▸ ZU BEARBEITENDE AUFGABEN:
#1 Erläutern Sie anhand des Textes über den Besuch des IOC-Präsidenten in Nordkorea, weshalb es laut Bach erneut einen gemeinsamen Einlauf und gemischte Teams aus Süd- und Nordkorea geben soll.
#2 Führen Sie den Text über den Besuch des IOC-Präsidenten in Nordkorea im Anschluss an die Zwischenüberschrift „Aufwertung eines Terror-Regimes“ weiter.

=== VORLIEGENDER TEXT ===

Bei dem Besuch Bachs wurde die Teilnahme Nordkoreas an den Olympischen Spielen 2020 in Tokio sowie an den Winterspielen in Peking 2022 vereinbart. Bach zufolge soll es wie bei den Winterspielen in Südkorea zu einem gemeinsamen Einlauf der Teams aus Süd- und Nordkorea sowie zu gemischten Teams kommen. Die "starke Botschaft des Friedens", die von den Spielen in Pyeongchang ausgegangen sei, solle wiederholt werden, sagte der IOC-Chef nach dem Besuch.

Bei Menschenrechtlern in Japan und in Südkorea wird indes die "blauäugige" Begeisterung über die olympische Friedensdividende auf der koreanischen Halbinsel kritisch gesehen. Vor allem die propagandistische Ausschlachtung des Treffens Bachs mit Nordkoreas Führer Kim Jong Un ist für Ken Kato, Leiter der NGO "Human Rights in Asia" und Mitglied der Internationalen  Koalition gegen Verbrechen gegen die Menschlichkeit in Nordkorea, schwer erträglich.

"Schon das Foto des Handschlags zwischen Bach und dem blutigen Diktator war schlimm genug, aber es wurde noch übertroffen von dem Foto der beiden lächelnd beim gemeinsamen Spaziergang, das im nordkoreanischen Parteiorgan Rodong Sinmun abgedruckt wurde", sagte Kato gegenüber der DW. Damit nicht genug, habe die nordkoreanische Nachrichtenagentur  KCNA formuliert, dass Kim den IOC-Chef "empfangen" habe. Dabei habe letzterer "gegenüber dem geschätzten Vorsitzenden seinen herzlichsten Dank" dafür geäußert, dass er den nordkoreanischen Athleten die Teilnahme an den Spielen in Südkorea gestattet habe, auf dass sie zu einem Symbol des Friedens wurden.

IOC-Präsident Bach zu Besuch in Nordkorea
Thomas Bach im Gespräch mit Nordkoreas Sportminister Kim Il GukBild: picture-alliance/dpa/AP/J. Chol Jin

"Aufwertung eines Terror-Regimes"

=== QUELLENAUSZUG ===

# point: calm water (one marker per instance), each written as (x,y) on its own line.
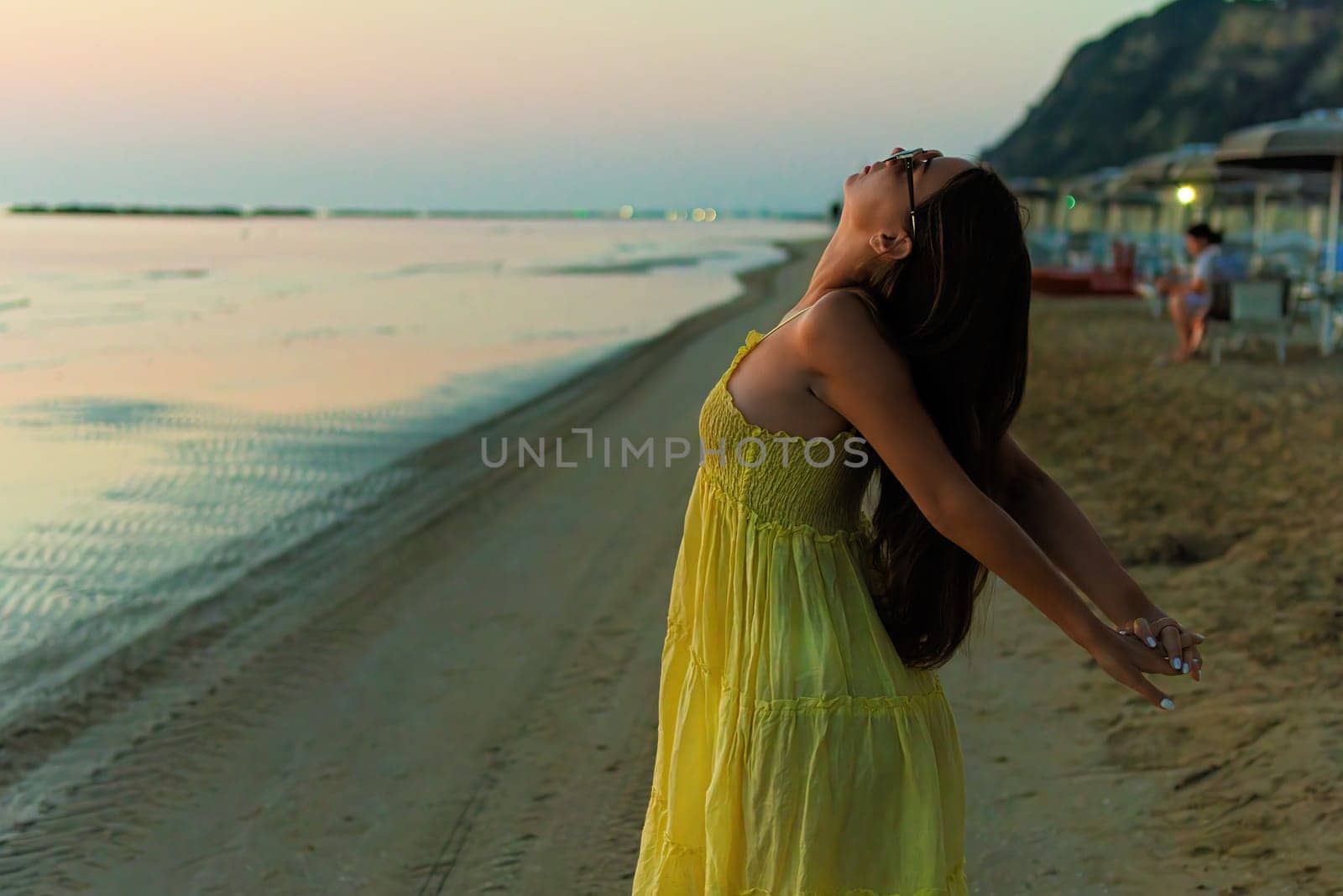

===

▸ ANTWORTEN JE AUFGABE:
#1 Laut Bach soll dadurch die „starke Botschaft des Friedens“ wiederholt werden, die von den Winterspielen in Pyeongchang ausgegangen sei. Dort hatte es bereits einen gemeinsamen Einlauf der Teams aus Süd- und Nordkorea sowie gemischte Teams gegeben.

#2
Auch Japans Premier Shinzo Abe fühlte sich veranlasst, Bach nach dessen Nordkorea-Visite telefonisch daran zu erinnern, "die Gefühle des japanischen Volkes zu berücksichtigen." Hintergrund sind dieser Reaktionen sind zum einen die Entführungen von bis zu 100 Japanern durch Nordkorea in den 70er Jahren mit dem Ziel, sie beziehungsweise ihre Nachkommen zu Spionen für Nordkorea umzufunktionieren. Diese Affäre belastet die bilateralen Beziehungen bis heute. 2002 gab Nordkorea die Entführung von 13 Japanern zu und erlaubte fünf von ihnen die Rückkehr. Die übrigen wären angeblich auf natürlichem Wege oder bei Unfällen ums Leben gekommen. Japan verlangt dagegen vollständige Aufklärung über das Schicksal der Verschleppten.

Zum anderen, und dies ist der Hauptgrund für die Empörung Katos, werde durch das Treffen mit Bach ein Terror-Regime aufgewertet, das laut einem UN-Bericht von 2014 Verbrechen gegen die Menschlichkeit in einem Ausmaß verübt, das in der Gegenwart keine Parallele hat. Das Regime der Demokratischen Volksrepublik Korea (DVRK) terrorisiert demnach die eigene Bevölkerung mit Mord, Folter, Versklavung und willkürlicher Inhaftierung. Mit seinem Besuch habe IOC-Chef Bach diese dokumentierten Menschenrechtsverletzungen des nordkoreanischen Regimes ignoriert, kritisiert Kato, der diese Sicht auch dem IOC schriftlich mitgeteilt hat und auf Antwort wartet.

Screenshot aus dem Film "Camp 14" über das Leben von Shin Dong-Hyuk, der nach 23 Jahren aus einem nordkoreanischen Arbeitslager fliehen konnte.
Aktivisten: "Das ganze Bild bei Gesprächen mit Nordkorea in Blick haben"

"Sicherheitsfragen stellen Menschenrechte in den Schatten"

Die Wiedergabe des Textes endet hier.